▸ Exercise objective
Extract each line from the material below that contains the word "user", and copy those lines in full.

▸ Source material
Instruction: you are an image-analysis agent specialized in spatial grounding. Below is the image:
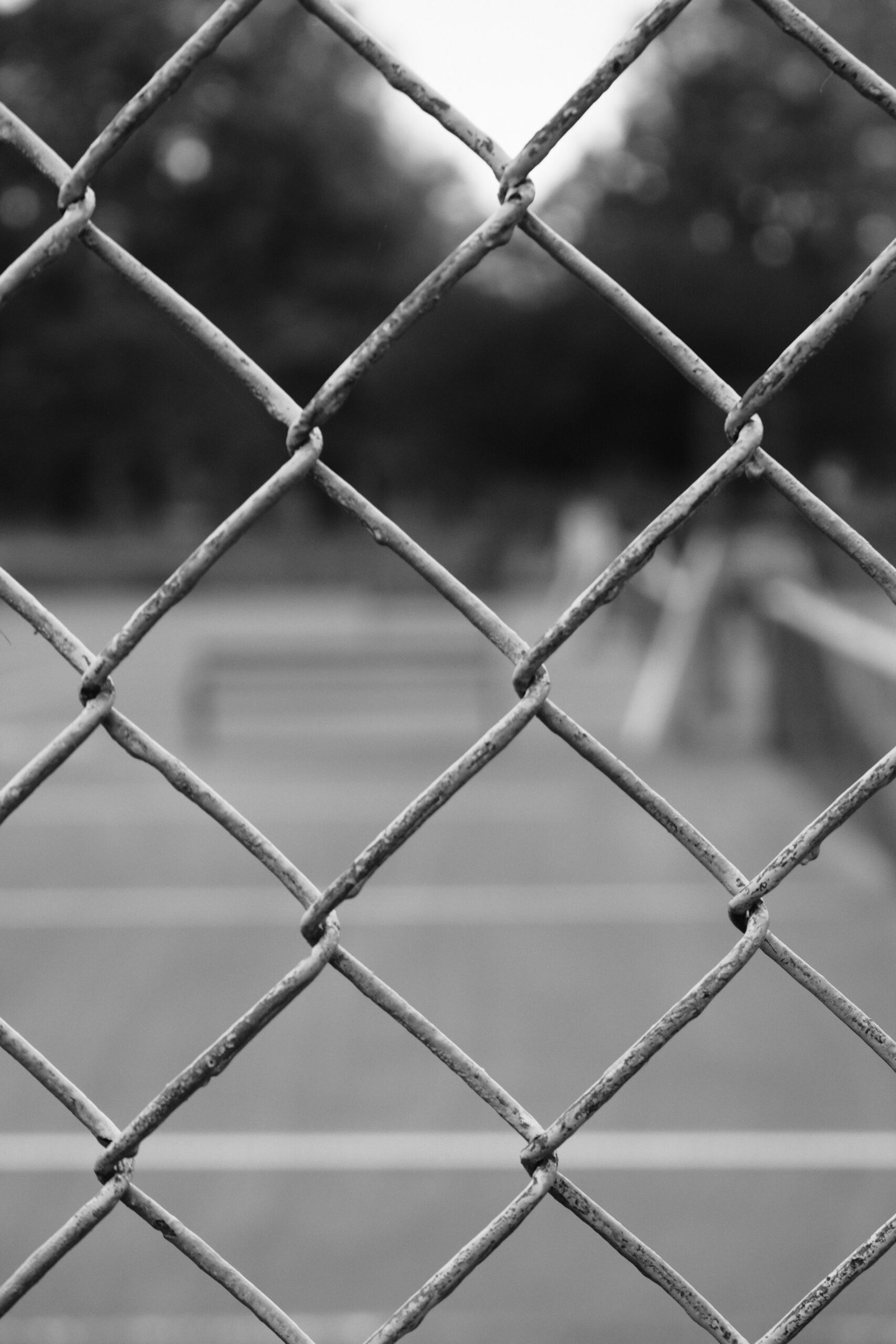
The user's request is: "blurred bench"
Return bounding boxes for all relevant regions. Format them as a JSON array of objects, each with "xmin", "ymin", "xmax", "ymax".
[{"xmin": 183, "ymin": 632, "xmax": 491, "ymax": 750}]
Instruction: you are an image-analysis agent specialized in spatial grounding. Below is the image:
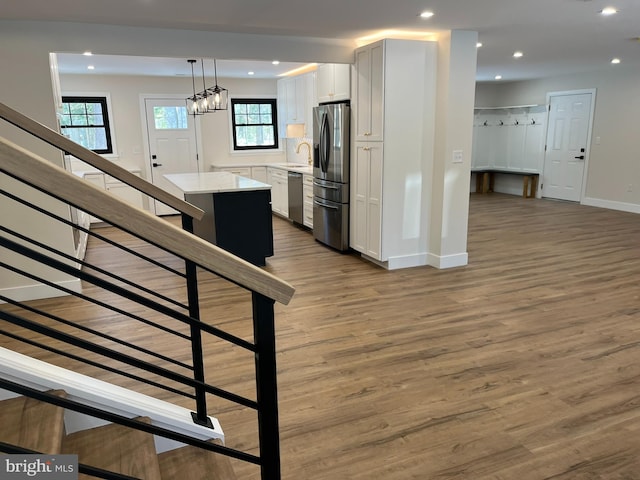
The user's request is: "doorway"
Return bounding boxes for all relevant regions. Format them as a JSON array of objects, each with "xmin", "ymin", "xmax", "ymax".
[
  {"xmin": 541, "ymin": 90, "xmax": 595, "ymax": 202},
  {"xmin": 142, "ymin": 96, "xmax": 199, "ymax": 215}
]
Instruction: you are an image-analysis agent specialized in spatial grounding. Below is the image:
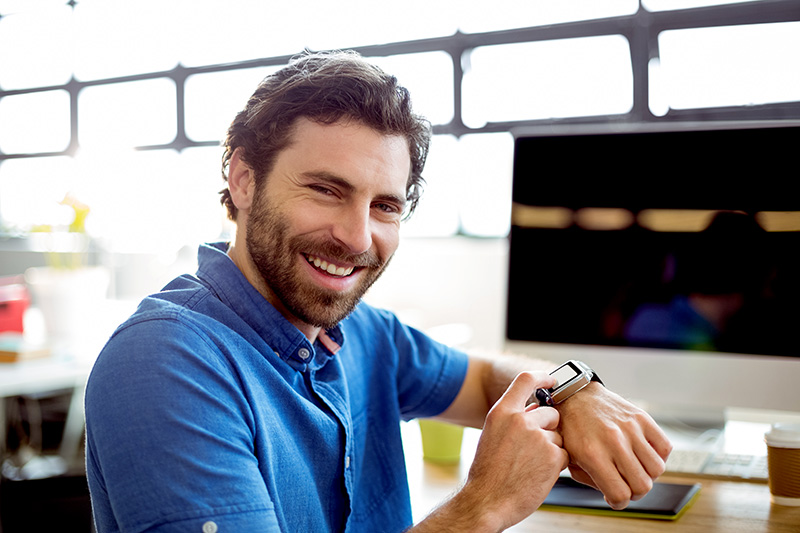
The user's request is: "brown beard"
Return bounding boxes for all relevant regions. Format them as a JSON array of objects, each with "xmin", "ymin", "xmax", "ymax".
[{"xmin": 245, "ymin": 187, "xmax": 391, "ymax": 329}]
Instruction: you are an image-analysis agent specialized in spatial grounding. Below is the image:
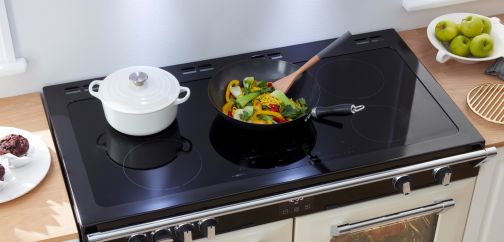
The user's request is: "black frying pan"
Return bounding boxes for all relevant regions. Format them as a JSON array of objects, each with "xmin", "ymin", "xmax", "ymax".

▸ Output of the exercise
The user's request is: "blurred bench"
The user's request is: "doorway"
The user's request is: "brown beard"
The user's request is: "black frying pan"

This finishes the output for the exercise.